== Text section
Tuesday, June 16, 2015

Foodies Arrive at Stari Grad on Hvar Island




Foodies Arrive at Stari Grad on Hvar Island



We check into Apolon Hotel, which is an old priest’s house that has only 7 rooms and is decorated in a mix of traditional and modern styles. We sleep in the priest's room so expect to receive some
spiritual input.
Our room 


The hotel is situated on the pier which has huge and expensive sailing boats have docked here for several nights. 



We saunter around this charming and peaceful small town and eat dinner on the balcony overlooking the harbor. 


We determine this is the best meal we have had yet ~ starting with shrimp macaroni hors d’oevres followed by John having a half kilo of fish served in a huge frying pan, Seth having lamb (to die for lamb), and Laura and I having shrimp risotto.  We clearly have once again ordered too much food and sadly no room for desert.




Lamb
1/2 kelo fish
The next morning we meet our tour guide who drives us around the hills and villages (e.g., Jelsa) of Hvar Island. We learn about grape harvesting, olive growing and lavender farming. The winemaking industry on this island was nearly devastated in 1910, when a phylloxera infestation decimated their grape plants.  Now the focus is on quality of wine rather than quantity as many of the wine makers fled to other countries. 



Also the business of making oil has suffered because our guide tells us that the heavy rains the year before reduced them to 10% of their usual production of olive oil.

Verboska




We arrive in Verboska a small, quaint village and walk around learning more from our guide about local history.
====
== Data extracts
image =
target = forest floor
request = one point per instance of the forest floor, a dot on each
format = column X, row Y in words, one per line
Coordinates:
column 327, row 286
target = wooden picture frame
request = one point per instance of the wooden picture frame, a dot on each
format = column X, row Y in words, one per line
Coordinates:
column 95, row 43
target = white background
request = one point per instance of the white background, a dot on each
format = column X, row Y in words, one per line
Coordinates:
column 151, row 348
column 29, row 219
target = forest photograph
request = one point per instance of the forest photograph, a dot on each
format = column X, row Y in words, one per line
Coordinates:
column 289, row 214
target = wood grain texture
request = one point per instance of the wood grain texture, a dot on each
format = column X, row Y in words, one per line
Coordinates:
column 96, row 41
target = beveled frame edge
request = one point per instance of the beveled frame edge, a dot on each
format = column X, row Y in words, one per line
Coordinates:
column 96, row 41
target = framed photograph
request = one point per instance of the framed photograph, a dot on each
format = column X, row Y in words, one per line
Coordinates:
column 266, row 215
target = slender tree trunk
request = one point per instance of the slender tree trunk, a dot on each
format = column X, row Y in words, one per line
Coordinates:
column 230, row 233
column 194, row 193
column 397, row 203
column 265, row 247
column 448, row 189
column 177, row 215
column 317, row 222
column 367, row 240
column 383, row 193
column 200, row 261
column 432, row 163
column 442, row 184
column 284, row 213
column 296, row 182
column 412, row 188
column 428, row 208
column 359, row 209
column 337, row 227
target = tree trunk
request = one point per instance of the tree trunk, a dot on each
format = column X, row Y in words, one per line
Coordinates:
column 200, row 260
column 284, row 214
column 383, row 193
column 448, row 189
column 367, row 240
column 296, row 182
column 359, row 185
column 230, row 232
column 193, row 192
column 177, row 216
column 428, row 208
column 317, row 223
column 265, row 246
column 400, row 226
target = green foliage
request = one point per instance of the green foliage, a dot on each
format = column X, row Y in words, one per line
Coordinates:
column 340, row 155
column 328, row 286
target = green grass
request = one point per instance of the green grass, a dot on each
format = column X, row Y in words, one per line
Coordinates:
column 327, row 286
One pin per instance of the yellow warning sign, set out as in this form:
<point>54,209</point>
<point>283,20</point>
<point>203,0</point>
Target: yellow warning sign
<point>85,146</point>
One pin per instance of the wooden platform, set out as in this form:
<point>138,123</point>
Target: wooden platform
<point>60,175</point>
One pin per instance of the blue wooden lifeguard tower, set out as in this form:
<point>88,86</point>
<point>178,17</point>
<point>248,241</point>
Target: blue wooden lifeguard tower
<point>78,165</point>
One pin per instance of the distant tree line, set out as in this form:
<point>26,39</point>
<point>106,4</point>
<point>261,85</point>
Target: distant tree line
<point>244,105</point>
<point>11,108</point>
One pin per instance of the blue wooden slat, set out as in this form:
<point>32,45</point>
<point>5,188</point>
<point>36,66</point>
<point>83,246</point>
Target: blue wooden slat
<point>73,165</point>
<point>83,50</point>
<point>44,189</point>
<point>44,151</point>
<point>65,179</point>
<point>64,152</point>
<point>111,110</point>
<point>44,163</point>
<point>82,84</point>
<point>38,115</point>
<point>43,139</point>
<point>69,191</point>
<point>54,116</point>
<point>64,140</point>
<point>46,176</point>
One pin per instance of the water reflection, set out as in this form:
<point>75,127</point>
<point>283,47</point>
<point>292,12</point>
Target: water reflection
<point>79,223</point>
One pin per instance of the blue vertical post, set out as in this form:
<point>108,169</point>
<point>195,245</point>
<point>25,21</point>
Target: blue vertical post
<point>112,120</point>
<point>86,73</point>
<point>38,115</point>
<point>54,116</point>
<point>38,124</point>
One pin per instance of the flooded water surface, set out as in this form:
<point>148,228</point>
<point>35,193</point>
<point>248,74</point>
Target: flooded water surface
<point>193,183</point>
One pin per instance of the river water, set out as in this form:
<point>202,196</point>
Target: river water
====
Task requirements –
Pick up the travel account of Hvar Island after its last sentence and carry it forward.

Result of the exercise –
John joins the men's group
Boys learn early to relax 

Are they mindful?



Originally this was the Island of Lavender. Everywhere we stop for amazing views and notice that the hillsides are striped with outlines of rock terraces which traditionally were used to separate out people’s land being used for growing grapes or lavender. 

Rock terraces separate lavender and grape growing plots






This lavender was mostly exported for industrial use in Germany and the UK and dramatically improved the quality of life in Hvar for awhile. However, periodic forest fires over the past 3 decades have burned up much of their lavender crop. Moreover the hard manual work of hand picking and harvesting both olives and lavender has been become replaced with the less physically difficult tourism work that is more lucrative. Nowadays lavender is produced for the sake of tradition. Laura and I try to convince John and Seth of the medicinal value of lavender for relaxation, mindfulness and treating muscle aches but I don’t think they are convinced. They want the data! I wish I had planted more lavender in my Vashon garden earlier this spring and plan to add some when I return.  

Hvar Town







We stop in Hvar town and our guide shows us where his family home is and where he and his brother ran a wine bar until there was too much sibling rivalry and discontent. They now live together with their families but have rented out this space to another wine bar merchant.  Laura and I wish we had more time here to poke about in stores, explore small side streets, see the Franciscan Monastery and have a painless smile makeover.  However, our guide says we are late for lunch and must head up the mountain hillside.  

After a winding road and walk up a trail we are greeted with a 
lovely small family restaurant in a private olive grove with an amazing background of Adriatic Sea and Stari Grad city where we have a private lunch. 








We watch the cook as he fries peppers and fills them with home made cheese. After this he barbecues chicken and veal on his large and hot stove. 





Of course there is no air conditioning in this basic shelter and the temperature is in the 80’s or 90’s outside but with the hot stove on top of that I don’t know how he cooks in this temperature.  We are the only guests here except for his wife who greets us holding her 5-month-old baby.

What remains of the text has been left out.